— Start Data to process —

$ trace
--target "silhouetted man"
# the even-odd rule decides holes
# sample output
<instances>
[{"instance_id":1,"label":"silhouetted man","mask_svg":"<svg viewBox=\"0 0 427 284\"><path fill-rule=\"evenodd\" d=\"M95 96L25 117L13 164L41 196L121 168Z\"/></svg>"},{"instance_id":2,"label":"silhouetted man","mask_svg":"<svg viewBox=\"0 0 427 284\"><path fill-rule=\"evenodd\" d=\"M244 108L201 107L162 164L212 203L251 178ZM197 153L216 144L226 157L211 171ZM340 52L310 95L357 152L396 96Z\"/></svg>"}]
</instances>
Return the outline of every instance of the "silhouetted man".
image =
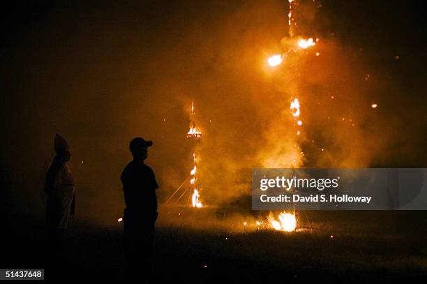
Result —
<instances>
[{"instance_id":1,"label":"silhouetted man","mask_svg":"<svg viewBox=\"0 0 427 284\"><path fill-rule=\"evenodd\" d=\"M126 276L149 278L152 273L154 223L157 219L158 188L154 172L144 163L151 141L137 137L129 149L133 160L121 174L126 208L123 214L123 250Z\"/></svg>"},{"instance_id":2,"label":"silhouetted man","mask_svg":"<svg viewBox=\"0 0 427 284\"><path fill-rule=\"evenodd\" d=\"M58 251L73 209L75 197L74 179L68 162L71 158L67 142L57 134L54 139L57 156L46 173L45 193L46 193L46 225L47 245L50 251Z\"/></svg>"}]
</instances>

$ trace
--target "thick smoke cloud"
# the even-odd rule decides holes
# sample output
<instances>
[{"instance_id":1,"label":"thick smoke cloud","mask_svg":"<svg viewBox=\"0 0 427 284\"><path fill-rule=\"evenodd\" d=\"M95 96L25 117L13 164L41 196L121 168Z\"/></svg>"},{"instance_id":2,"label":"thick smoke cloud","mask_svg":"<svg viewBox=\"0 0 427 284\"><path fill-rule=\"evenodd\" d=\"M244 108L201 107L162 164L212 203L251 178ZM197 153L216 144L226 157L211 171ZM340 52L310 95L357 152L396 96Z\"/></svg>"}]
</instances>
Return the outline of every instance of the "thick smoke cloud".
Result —
<instances>
[{"instance_id":1,"label":"thick smoke cloud","mask_svg":"<svg viewBox=\"0 0 427 284\"><path fill-rule=\"evenodd\" d=\"M40 174L57 132L72 150L77 216L105 223L121 214L135 136L154 142L147 163L162 201L189 175L195 147L202 200L213 205L249 194L252 167L425 165L425 58L394 45L384 24L358 33L368 28L350 15L340 25L343 4L300 2L296 32L320 41L276 69L266 59L290 44L287 1L36 7L18 17L2 48L8 206L43 213ZM412 39L407 28L394 29L407 36L399 42ZM193 100L200 142L186 138Z\"/></svg>"}]
</instances>

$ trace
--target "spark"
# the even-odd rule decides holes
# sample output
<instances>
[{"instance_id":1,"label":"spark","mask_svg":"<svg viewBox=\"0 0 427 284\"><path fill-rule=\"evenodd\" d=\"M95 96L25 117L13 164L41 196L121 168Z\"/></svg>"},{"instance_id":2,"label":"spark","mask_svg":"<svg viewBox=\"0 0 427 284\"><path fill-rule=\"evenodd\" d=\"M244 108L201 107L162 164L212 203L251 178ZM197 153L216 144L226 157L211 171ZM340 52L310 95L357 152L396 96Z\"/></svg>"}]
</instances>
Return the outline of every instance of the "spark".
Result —
<instances>
[{"instance_id":1,"label":"spark","mask_svg":"<svg viewBox=\"0 0 427 284\"><path fill-rule=\"evenodd\" d=\"M318 41L317 39L316 39L316 42L317 41ZM304 40L301 38L299 40L298 40L298 46L304 50L311 46L313 46L316 43L313 40L312 38L310 38L308 40Z\"/></svg>"},{"instance_id":2,"label":"spark","mask_svg":"<svg viewBox=\"0 0 427 284\"><path fill-rule=\"evenodd\" d=\"M270 212L268 218L271 227L278 231L293 232L297 228L295 215L290 213L280 213L278 221L273 216L273 213Z\"/></svg>"}]
</instances>

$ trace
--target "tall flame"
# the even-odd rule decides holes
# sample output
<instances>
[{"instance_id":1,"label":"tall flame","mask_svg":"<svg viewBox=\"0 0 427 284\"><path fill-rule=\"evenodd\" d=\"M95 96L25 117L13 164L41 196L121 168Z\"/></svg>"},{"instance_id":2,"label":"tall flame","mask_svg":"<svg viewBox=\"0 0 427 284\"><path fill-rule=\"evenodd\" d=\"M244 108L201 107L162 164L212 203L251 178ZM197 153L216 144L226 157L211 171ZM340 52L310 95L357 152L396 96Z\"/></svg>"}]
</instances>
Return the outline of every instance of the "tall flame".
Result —
<instances>
[{"instance_id":1,"label":"tall flame","mask_svg":"<svg viewBox=\"0 0 427 284\"><path fill-rule=\"evenodd\" d=\"M278 221L270 212L268 219L271 227L278 231L293 232L297 229L297 218L295 215L290 213L280 213Z\"/></svg>"}]
</instances>

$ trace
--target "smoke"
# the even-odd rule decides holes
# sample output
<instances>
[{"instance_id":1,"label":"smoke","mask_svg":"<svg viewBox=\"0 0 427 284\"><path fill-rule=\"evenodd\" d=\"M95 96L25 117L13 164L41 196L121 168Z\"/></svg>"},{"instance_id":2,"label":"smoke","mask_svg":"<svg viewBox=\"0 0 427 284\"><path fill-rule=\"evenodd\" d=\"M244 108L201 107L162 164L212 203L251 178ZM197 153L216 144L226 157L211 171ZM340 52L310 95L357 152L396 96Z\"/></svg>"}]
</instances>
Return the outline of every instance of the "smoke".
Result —
<instances>
[{"instance_id":1,"label":"smoke","mask_svg":"<svg viewBox=\"0 0 427 284\"><path fill-rule=\"evenodd\" d=\"M272 68L267 59L293 45L287 1L199 2L54 6L20 24L2 73L10 207L42 214L35 184L55 133L70 146L77 217L104 223L121 214L119 178L136 136L154 142L147 163L161 202L189 176L194 149L200 199L212 205L247 197L253 167L425 163L425 105L414 95L425 83L416 63L402 63L410 55L350 33L329 2L298 1L294 36L320 42ZM186 137L193 100L198 142Z\"/></svg>"}]
</instances>

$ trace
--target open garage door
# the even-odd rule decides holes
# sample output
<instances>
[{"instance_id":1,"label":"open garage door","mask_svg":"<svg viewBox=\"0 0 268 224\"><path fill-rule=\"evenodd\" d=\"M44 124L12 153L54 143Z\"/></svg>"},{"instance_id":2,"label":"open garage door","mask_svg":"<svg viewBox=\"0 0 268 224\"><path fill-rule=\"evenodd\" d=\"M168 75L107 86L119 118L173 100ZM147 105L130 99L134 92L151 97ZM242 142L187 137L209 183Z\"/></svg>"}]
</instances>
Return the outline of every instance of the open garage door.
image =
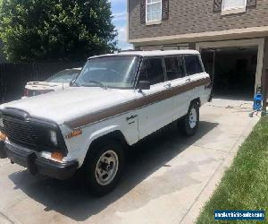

— End Data to process —

== Written task ==
Pull out each line of the data above that contains the word "every", and treat uppercase and lowercase as different.

== Completed exercise ==
Return the outline of every instance of the "silhouetted man".
Return the outline of every instance of the "thick smoke cloud".
Return the outline of every instance of the "spark".
Return the outline of every instance of the "tall flame".
Return the outline of every instance of the "smoke".
Return the outline of every instance of the open garage door.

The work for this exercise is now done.